Start of Stored data

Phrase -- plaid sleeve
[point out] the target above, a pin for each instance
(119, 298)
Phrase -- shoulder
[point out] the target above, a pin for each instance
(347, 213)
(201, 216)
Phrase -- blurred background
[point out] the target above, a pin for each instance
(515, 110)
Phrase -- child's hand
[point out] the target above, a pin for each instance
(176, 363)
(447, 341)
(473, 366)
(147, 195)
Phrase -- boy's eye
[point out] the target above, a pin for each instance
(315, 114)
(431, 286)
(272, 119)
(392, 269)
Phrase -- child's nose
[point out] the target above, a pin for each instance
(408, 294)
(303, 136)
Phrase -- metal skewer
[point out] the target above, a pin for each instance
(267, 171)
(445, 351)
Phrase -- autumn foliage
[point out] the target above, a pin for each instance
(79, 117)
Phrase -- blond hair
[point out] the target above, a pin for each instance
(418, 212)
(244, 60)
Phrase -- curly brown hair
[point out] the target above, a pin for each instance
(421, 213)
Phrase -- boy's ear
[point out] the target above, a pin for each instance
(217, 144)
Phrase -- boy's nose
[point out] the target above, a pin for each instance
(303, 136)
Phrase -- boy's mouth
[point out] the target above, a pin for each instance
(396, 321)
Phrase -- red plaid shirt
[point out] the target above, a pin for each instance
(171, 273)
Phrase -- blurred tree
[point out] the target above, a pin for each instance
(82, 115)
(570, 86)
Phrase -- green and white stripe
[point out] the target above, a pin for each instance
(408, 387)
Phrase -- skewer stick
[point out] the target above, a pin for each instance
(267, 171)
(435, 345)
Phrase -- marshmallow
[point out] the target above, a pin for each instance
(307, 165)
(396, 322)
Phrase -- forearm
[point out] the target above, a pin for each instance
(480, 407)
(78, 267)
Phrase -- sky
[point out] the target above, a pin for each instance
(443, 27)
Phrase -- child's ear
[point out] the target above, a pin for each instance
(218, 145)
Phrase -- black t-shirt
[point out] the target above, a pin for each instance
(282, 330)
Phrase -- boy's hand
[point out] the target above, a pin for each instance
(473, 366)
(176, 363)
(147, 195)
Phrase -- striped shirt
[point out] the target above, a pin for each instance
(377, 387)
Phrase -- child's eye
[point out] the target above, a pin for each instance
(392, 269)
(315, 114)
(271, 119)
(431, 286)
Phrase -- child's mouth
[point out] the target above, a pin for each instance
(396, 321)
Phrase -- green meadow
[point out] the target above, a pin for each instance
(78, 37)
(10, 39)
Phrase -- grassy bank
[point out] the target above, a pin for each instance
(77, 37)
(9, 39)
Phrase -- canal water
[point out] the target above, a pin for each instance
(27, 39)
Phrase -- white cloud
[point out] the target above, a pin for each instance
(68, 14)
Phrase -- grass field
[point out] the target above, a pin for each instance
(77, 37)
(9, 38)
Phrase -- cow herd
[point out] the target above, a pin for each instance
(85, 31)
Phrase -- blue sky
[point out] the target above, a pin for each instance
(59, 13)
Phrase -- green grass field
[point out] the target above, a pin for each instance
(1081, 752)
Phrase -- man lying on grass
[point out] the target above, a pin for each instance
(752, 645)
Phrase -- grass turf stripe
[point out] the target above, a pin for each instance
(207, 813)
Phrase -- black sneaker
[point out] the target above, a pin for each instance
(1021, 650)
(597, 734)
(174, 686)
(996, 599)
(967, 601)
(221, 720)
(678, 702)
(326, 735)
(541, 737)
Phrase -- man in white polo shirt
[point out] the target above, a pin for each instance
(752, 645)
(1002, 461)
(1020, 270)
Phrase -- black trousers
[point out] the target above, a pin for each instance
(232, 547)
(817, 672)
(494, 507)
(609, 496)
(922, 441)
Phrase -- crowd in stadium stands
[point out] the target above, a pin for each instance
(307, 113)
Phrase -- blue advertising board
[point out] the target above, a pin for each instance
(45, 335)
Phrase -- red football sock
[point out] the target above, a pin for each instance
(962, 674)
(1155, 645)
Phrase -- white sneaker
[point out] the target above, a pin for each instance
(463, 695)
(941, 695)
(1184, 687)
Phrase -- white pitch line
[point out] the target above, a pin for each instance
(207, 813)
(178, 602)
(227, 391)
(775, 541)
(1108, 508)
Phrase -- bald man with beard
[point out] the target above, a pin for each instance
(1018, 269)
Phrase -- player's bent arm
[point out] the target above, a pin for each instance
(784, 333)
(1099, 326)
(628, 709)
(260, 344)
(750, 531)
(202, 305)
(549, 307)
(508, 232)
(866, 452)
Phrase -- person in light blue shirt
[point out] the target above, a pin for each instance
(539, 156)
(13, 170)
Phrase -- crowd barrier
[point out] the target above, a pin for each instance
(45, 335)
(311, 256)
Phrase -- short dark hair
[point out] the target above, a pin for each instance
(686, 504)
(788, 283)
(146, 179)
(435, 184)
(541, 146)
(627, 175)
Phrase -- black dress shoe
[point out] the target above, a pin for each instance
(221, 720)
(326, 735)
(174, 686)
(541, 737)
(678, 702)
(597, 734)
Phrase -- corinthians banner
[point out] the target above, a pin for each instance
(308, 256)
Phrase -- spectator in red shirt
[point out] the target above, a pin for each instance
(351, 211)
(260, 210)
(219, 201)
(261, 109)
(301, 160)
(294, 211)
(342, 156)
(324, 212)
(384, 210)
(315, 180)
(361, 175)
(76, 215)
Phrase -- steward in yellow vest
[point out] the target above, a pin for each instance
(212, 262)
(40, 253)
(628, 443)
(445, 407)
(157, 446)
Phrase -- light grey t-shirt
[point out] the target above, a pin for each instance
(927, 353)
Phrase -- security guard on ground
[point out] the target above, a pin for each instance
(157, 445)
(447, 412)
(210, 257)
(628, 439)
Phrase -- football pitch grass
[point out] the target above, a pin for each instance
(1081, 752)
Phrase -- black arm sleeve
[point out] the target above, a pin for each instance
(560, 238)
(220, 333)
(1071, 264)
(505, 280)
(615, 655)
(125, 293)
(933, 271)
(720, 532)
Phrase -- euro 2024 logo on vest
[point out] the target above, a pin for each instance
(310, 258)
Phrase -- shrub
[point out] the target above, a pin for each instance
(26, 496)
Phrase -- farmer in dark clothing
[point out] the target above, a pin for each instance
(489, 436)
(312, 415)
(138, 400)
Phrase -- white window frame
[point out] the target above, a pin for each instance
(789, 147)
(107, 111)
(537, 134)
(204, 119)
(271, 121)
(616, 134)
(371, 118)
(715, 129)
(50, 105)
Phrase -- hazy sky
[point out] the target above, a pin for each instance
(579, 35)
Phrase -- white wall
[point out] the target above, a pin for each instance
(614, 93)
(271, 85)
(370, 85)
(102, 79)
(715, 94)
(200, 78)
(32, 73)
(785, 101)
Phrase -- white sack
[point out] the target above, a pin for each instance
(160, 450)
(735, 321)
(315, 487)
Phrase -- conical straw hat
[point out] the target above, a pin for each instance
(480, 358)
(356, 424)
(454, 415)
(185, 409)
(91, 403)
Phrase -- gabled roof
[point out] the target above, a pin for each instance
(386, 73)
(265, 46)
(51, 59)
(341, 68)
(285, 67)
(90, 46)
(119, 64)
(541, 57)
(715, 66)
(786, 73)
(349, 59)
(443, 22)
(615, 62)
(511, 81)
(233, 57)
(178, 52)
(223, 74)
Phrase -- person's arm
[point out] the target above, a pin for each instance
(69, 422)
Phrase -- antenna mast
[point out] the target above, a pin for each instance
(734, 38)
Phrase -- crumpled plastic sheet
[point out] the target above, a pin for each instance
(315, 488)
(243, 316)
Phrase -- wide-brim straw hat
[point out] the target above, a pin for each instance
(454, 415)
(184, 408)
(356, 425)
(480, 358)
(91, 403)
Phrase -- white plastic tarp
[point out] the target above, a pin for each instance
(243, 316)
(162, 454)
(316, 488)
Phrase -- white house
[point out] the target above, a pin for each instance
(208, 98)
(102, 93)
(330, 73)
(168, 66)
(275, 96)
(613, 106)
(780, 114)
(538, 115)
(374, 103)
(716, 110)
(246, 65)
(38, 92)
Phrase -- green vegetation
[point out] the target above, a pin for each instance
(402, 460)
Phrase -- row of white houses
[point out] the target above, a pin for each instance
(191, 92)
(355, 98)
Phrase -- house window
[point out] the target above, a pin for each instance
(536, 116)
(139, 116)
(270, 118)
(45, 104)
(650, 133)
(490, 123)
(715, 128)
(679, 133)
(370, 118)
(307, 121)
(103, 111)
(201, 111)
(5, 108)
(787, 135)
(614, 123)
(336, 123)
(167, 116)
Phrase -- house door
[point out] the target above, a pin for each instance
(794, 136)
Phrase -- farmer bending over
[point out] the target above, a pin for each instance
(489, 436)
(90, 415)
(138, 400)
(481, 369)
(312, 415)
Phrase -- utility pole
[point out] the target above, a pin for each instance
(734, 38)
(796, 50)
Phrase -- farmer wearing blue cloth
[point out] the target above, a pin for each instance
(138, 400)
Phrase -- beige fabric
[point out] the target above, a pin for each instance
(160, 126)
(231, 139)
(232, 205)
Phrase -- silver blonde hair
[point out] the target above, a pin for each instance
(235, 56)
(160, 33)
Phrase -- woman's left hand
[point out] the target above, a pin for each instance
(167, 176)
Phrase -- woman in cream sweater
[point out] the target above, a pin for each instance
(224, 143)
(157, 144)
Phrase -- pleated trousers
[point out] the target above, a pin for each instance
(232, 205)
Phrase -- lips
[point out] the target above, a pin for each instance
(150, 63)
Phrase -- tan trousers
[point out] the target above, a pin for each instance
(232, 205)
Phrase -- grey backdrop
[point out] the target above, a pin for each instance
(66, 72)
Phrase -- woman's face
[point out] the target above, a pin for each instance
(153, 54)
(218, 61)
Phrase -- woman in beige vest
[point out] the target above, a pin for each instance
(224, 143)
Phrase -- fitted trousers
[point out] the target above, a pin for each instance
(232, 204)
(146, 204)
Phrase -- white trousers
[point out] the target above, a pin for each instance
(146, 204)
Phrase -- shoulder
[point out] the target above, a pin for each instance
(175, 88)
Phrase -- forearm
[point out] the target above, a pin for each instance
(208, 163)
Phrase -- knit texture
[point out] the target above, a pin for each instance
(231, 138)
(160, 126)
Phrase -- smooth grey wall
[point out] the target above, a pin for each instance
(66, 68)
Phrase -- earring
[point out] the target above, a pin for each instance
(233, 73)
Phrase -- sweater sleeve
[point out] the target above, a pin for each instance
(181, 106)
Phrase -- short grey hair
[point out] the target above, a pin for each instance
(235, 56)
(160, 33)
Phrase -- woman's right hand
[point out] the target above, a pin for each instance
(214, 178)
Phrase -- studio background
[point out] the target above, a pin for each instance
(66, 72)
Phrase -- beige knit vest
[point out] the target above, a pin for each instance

End of Stored data

Work instruction:
Each line in the material above that mentions the word "person" must be copied.

Solution for this exercise:
Phrase -- person in light blue shirt
Phrase -- person's arm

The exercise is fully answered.